- 提供文
:::::
道東を発見する旅 第3の人生

チェスの名人、悪循環を断ち切る

チェスの名人

半年くらい前だったか、新聞の書評欄で興味を持った本がある。すぐアマゾンで注文したのだが、そのまま積んであった。先日、ページを開いたのだが、読んだ箇所がすごく印象に残ったので、それを紹介します。

著者は幼いころからチェスを嗜み世界チャンピオンになった人なのだが、その後、なぜか太極拳の世界チャンピオンになった人だ。

引用元

「習得への情熱ーチェスから武術へ」ジョッシュ・ウェイキン、みすず書房

悪循環

第6章77ページから78ページまでの一部分を引用

18歳からの4年間、僕はニューヨーク公立116小学校で才能ある少年少女チェスプレーヤーたちをコーチしていた。

僕はあの子たちが大好きだった。

彼らとともに最高な時間を過ごし、彼らの成長を見つめ、このチームが市のチャンピオンとなり州のチャンピオンとなり、その中の2人がそれぞれ個人戦で全米選手権タイトルを取る姿を目の前で見ることができた。

僕が彼らに教えたことの一つは、重大なミスをした後でも澄んだ精神状態をすぐに取り戻して、しっかりと今という瞬間に気持ちを据え続けることの大切さだ。

これにはあらゆるタイプの競技選手やパフォーマーが苦労している事だろう。

実は最初に犯したミスがいきなり大惨事を招くことはほとんどない。

そうではなく、そのミスが悪循環となって第2、第3、第4のミスを呼び込み、壊滅的な連鎖反応を生んでしまうものなのだ。

引用終わり

ここまでの感想

ここまで読んで、自分もそうだろうと共感した。

たとえば、投資もそうである。

大損して自己破産した人の話をネットで見かけるのだが、損した後に、それを挽回しようとして一気に勝負を賭けて大損して破滅するものなのだそうだ。

なぜ、そうなるのだろうか。それには人間の心理が関係しているという。
:::::
- 提供データ
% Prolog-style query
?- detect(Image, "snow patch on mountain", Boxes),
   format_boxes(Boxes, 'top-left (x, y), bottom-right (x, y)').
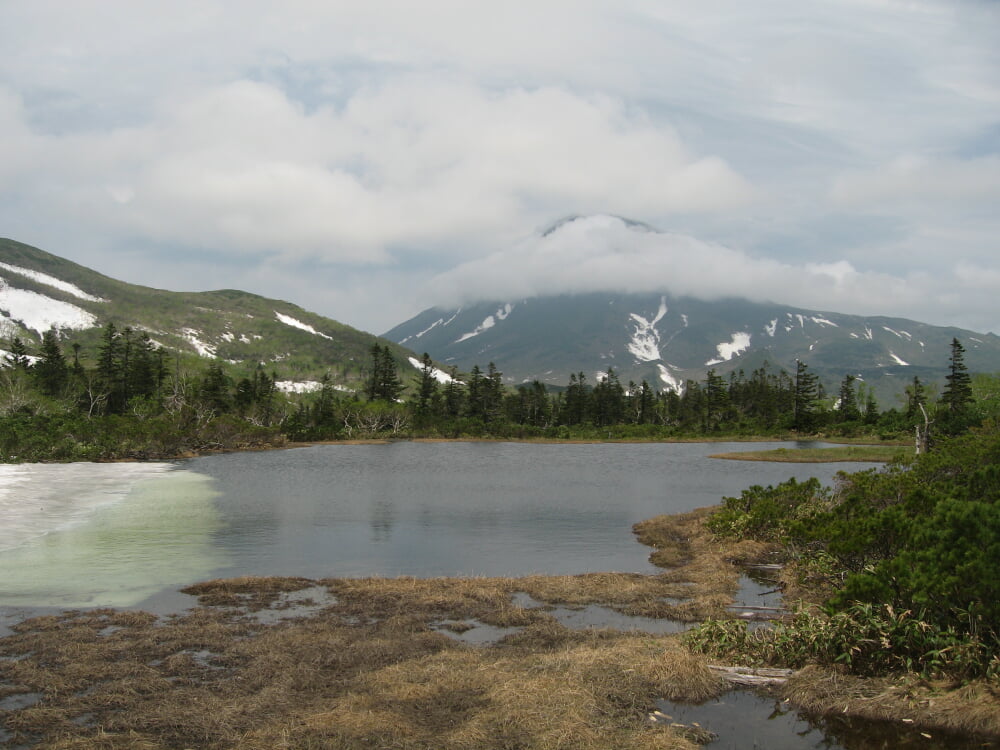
:::::
- 課題
チェスの名人についての提供文から、「第6章77ページから78ページまでの一部分を引用」で始まって「を目の前で見ることができた。」まで続く箇所を一字一句変えずに返してください。

- 解答
第6章77ページから78ページまでの一部分を引用

18歳からの4年間、僕はニューヨーク公立116小学校で才能ある少年少女チェスプレーヤーたちをコーチしていた。

僕はあの子たちが大好きだった。

彼らとともに最高な時間を過ごし、彼らの成長を見つめ、このチームが市のチャンピオンとなり州のチャンピオンとなり、その中の2人がそれぞれ個人戦で全米選手権タイトルを取る姿を目の前で見ることができた。